> _EXERCISE PROMPT_
Transcribe, exactly as they appear, only the lines from the one holding "Please complete this annotation. The target class is pedestrian." through the end of the entries below.

> _MATERIAL TO PROCESS_
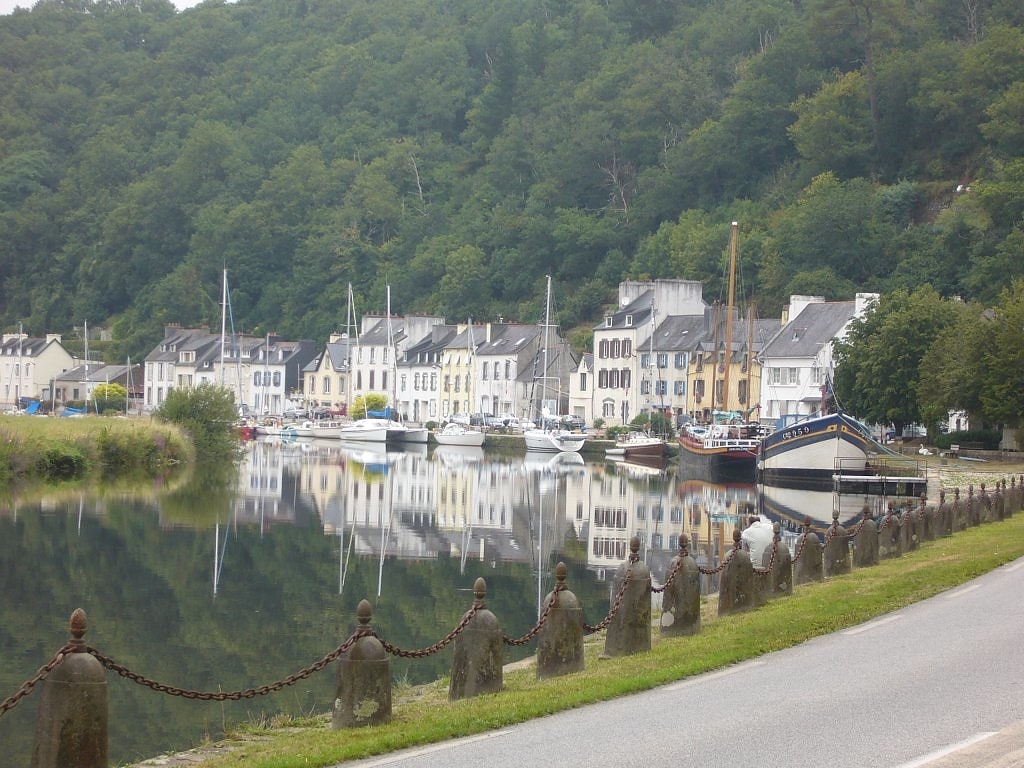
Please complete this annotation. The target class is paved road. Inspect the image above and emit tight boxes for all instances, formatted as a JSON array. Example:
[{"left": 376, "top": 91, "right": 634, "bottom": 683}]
[{"left": 343, "top": 558, "right": 1024, "bottom": 768}]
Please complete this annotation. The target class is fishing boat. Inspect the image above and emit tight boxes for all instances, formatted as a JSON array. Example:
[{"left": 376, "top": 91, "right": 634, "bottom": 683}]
[
  {"left": 434, "top": 422, "right": 483, "bottom": 447},
  {"left": 522, "top": 274, "right": 587, "bottom": 453},
  {"left": 678, "top": 221, "right": 761, "bottom": 482},
  {"left": 604, "top": 430, "right": 669, "bottom": 461},
  {"left": 679, "top": 420, "right": 761, "bottom": 482},
  {"left": 338, "top": 417, "right": 392, "bottom": 442},
  {"left": 758, "top": 412, "right": 891, "bottom": 489}
]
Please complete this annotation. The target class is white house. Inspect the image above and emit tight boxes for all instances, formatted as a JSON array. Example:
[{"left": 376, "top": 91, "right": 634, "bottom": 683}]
[{"left": 761, "top": 293, "right": 878, "bottom": 420}]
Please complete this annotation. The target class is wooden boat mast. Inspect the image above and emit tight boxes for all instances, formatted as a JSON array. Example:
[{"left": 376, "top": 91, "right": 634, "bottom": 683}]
[{"left": 716, "top": 221, "right": 739, "bottom": 411}]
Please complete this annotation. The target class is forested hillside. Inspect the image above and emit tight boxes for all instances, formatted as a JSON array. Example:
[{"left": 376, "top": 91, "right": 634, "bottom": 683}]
[{"left": 0, "top": 0, "right": 1024, "bottom": 358}]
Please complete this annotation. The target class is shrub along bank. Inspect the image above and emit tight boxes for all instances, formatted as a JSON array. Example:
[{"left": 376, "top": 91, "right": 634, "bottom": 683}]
[{"left": 0, "top": 416, "right": 195, "bottom": 486}]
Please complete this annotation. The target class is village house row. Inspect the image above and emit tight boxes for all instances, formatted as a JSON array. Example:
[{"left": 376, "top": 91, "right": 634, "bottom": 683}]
[{"left": 0, "top": 280, "right": 877, "bottom": 426}]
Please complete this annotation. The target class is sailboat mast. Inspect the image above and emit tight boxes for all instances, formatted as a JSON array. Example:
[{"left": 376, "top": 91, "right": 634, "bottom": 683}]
[
  {"left": 541, "top": 274, "right": 551, "bottom": 421},
  {"left": 722, "top": 221, "right": 739, "bottom": 411},
  {"left": 746, "top": 301, "right": 757, "bottom": 421},
  {"left": 220, "top": 269, "right": 227, "bottom": 387}
]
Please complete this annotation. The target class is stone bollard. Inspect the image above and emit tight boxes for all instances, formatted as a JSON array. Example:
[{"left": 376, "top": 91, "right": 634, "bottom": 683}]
[
  {"left": 794, "top": 517, "right": 824, "bottom": 584},
  {"left": 953, "top": 485, "right": 968, "bottom": 534},
  {"left": 449, "top": 579, "right": 505, "bottom": 701},
  {"left": 992, "top": 480, "right": 1007, "bottom": 521},
  {"left": 601, "top": 537, "right": 651, "bottom": 658},
  {"left": 879, "top": 502, "right": 901, "bottom": 560},
  {"left": 935, "top": 488, "right": 956, "bottom": 537},
  {"left": 966, "top": 482, "right": 981, "bottom": 527},
  {"left": 822, "top": 509, "right": 850, "bottom": 577},
  {"left": 537, "top": 562, "right": 584, "bottom": 678},
  {"left": 662, "top": 534, "right": 700, "bottom": 637},
  {"left": 918, "top": 492, "right": 936, "bottom": 542},
  {"left": 718, "top": 528, "right": 760, "bottom": 616},
  {"left": 32, "top": 608, "right": 108, "bottom": 768},
  {"left": 899, "top": 499, "right": 918, "bottom": 554},
  {"left": 761, "top": 522, "right": 793, "bottom": 599},
  {"left": 978, "top": 483, "right": 993, "bottom": 522},
  {"left": 853, "top": 504, "right": 879, "bottom": 568},
  {"left": 331, "top": 600, "right": 391, "bottom": 729}
]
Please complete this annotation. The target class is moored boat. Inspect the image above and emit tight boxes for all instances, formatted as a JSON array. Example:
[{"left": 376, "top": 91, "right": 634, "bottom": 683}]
[
  {"left": 434, "top": 422, "right": 483, "bottom": 447},
  {"left": 679, "top": 424, "right": 761, "bottom": 482},
  {"left": 338, "top": 418, "right": 392, "bottom": 442},
  {"left": 605, "top": 430, "right": 669, "bottom": 460},
  {"left": 758, "top": 412, "right": 876, "bottom": 488}
]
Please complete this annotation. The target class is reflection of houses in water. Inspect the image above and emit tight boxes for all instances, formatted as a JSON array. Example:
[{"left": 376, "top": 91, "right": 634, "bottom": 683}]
[{"left": 566, "top": 463, "right": 756, "bottom": 579}]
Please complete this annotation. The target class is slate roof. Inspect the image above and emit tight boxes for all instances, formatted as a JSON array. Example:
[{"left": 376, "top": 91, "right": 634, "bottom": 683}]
[{"left": 761, "top": 301, "right": 856, "bottom": 357}]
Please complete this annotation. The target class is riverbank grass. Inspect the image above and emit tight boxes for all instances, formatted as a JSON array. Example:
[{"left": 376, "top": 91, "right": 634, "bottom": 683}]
[
  {"left": 0, "top": 416, "right": 195, "bottom": 487},
  {"left": 184, "top": 513, "right": 1024, "bottom": 768}
]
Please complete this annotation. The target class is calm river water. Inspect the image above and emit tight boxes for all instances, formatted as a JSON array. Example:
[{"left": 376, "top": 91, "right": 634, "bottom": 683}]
[{"left": 0, "top": 440, "right": 913, "bottom": 766}]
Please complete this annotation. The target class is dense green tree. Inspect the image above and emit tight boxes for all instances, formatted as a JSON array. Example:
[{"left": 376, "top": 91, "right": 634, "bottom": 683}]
[{"left": 835, "top": 286, "right": 956, "bottom": 432}]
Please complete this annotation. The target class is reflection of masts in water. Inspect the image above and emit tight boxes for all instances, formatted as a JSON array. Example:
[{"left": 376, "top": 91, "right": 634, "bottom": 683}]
[
  {"left": 213, "top": 517, "right": 227, "bottom": 597},
  {"left": 377, "top": 460, "right": 394, "bottom": 600}
]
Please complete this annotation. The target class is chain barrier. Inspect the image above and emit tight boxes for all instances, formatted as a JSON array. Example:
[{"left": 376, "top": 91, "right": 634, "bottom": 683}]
[
  {"left": 583, "top": 554, "right": 640, "bottom": 635},
  {"left": 754, "top": 539, "right": 781, "bottom": 577},
  {"left": 85, "top": 628, "right": 373, "bottom": 701},
  {"left": 502, "top": 582, "right": 565, "bottom": 645},
  {"left": 373, "top": 603, "right": 483, "bottom": 658},
  {"left": 0, "top": 643, "right": 75, "bottom": 718},
  {"left": 650, "top": 555, "right": 685, "bottom": 595},
  {"left": 697, "top": 547, "right": 736, "bottom": 575}
]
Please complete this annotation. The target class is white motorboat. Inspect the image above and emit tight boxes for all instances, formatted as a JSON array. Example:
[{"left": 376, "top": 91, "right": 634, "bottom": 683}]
[
  {"left": 434, "top": 422, "right": 483, "bottom": 447},
  {"left": 338, "top": 418, "right": 395, "bottom": 442},
  {"left": 522, "top": 427, "right": 587, "bottom": 453}
]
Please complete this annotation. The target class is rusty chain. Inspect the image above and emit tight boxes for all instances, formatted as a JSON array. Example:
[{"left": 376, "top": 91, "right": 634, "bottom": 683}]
[
  {"left": 697, "top": 547, "right": 736, "bottom": 575},
  {"left": 373, "top": 603, "right": 483, "bottom": 658},
  {"left": 583, "top": 555, "right": 640, "bottom": 634},
  {"left": 0, "top": 643, "right": 76, "bottom": 717},
  {"left": 650, "top": 557, "right": 683, "bottom": 595},
  {"left": 86, "top": 627, "right": 373, "bottom": 701},
  {"left": 502, "top": 582, "right": 565, "bottom": 645},
  {"left": 754, "top": 539, "right": 781, "bottom": 577}
]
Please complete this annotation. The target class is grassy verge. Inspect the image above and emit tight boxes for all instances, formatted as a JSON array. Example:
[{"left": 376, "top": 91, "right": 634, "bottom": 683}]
[
  {"left": 0, "top": 416, "right": 194, "bottom": 487},
  {"left": 169, "top": 513, "right": 1024, "bottom": 768}
]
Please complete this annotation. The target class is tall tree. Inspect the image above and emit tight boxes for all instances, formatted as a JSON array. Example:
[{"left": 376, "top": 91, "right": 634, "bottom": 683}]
[{"left": 835, "top": 286, "right": 955, "bottom": 432}]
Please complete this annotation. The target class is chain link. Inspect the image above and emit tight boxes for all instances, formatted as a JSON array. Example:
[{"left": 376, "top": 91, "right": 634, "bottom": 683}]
[
  {"left": 502, "top": 582, "right": 565, "bottom": 645},
  {"left": 583, "top": 555, "right": 640, "bottom": 634},
  {"left": 697, "top": 547, "right": 736, "bottom": 575},
  {"left": 374, "top": 603, "right": 483, "bottom": 658},
  {"left": 0, "top": 643, "right": 75, "bottom": 717},
  {"left": 86, "top": 627, "right": 373, "bottom": 701},
  {"left": 754, "top": 539, "right": 780, "bottom": 577},
  {"left": 650, "top": 555, "right": 685, "bottom": 595}
]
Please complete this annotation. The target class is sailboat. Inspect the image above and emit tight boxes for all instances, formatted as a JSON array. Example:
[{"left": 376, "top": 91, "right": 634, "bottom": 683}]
[
  {"left": 679, "top": 221, "right": 761, "bottom": 482},
  {"left": 523, "top": 274, "right": 587, "bottom": 452}
]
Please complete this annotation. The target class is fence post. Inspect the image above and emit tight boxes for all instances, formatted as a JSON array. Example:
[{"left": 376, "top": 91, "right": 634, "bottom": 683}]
[
  {"left": 449, "top": 579, "right": 505, "bottom": 701},
  {"left": 853, "top": 504, "right": 879, "bottom": 568},
  {"left": 879, "top": 502, "right": 900, "bottom": 560},
  {"left": 918, "top": 490, "right": 939, "bottom": 542},
  {"left": 662, "top": 534, "right": 700, "bottom": 636},
  {"left": 537, "top": 562, "right": 584, "bottom": 678},
  {"left": 32, "top": 608, "right": 108, "bottom": 768},
  {"left": 331, "top": 600, "right": 391, "bottom": 729},
  {"left": 602, "top": 537, "right": 650, "bottom": 657},
  {"left": 794, "top": 517, "right": 824, "bottom": 584},
  {"left": 761, "top": 521, "right": 793, "bottom": 598},
  {"left": 718, "top": 528, "right": 758, "bottom": 616},
  {"left": 824, "top": 509, "right": 850, "bottom": 577}
]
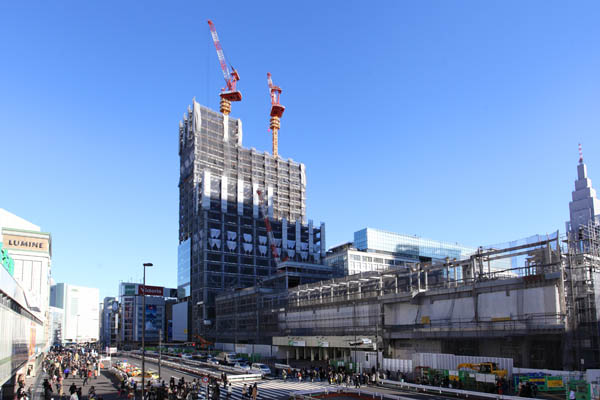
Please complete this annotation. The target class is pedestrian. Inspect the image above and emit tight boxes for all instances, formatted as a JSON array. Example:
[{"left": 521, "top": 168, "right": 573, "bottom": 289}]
[{"left": 252, "top": 382, "right": 258, "bottom": 400}]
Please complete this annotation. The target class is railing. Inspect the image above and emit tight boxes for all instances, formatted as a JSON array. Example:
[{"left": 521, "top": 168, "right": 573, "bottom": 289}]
[
  {"left": 126, "top": 353, "right": 262, "bottom": 382},
  {"left": 290, "top": 379, "right": 536, "bottom": 400}
]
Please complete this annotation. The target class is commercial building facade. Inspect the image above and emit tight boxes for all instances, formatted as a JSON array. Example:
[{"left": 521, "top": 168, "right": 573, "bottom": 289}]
[
  {"left": 50, "top": 283, "right": 100, "bottom": 344},
  {"left": 118, "top": 282, "right": 177, "bottom": 344},
  {"left": 100, "top": 297, "right": 119, "bottom": 347},
  {"left": 0, "top": 209, "right": 52, "bottom": 399},
  {"left": 178, "top": 101, "right": 325, "bottom": 338}
]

> _THE OUTPUT_
Please complete this annotation. The target class is pedestrian. Inspect the image above and emit tight boxes for all instances, formatted as a JSON array. Example:
[{"left": 521, "top": 168, "right": 573, "bottom": 289}]
[{"left": 252, "top": 382, "right": 258, "bottom": 400}]
Please complete this annotation. The target class is railing. Inspect the image above and emit tight boxes for all instances, formatted as a JSON array. Example:
[{"left": 521, "top": 168, "right": 573, "bottom": 289}]
[
  {"left": 126, "top": 353, "right": 262, "bottom": 382},
  {"left": 290, "top": 379, "right": 536, "bottom": 400}
]
Please complete this annotation. The target class is commercial building facade. Inspect the image above and emit tight boxes for all instances, formatted as a JSON array. Example:
[{"left": 521, "top": 168, "right": 573, "bottom": 289}]
[
  {"left": 50, "top": 283, "right": 100, "bottom": 344},
  {"left": 118, "top": 282, "right": 177, "bottom": 344},
  {"left": 100, "top": 297, "right": 119, "bottom": 347},
  {"left": 0, "top": 209, "right": 52, "bottom": 399},
  {"left": 178, "top": 101, "right": 325, "bottom": 338}
]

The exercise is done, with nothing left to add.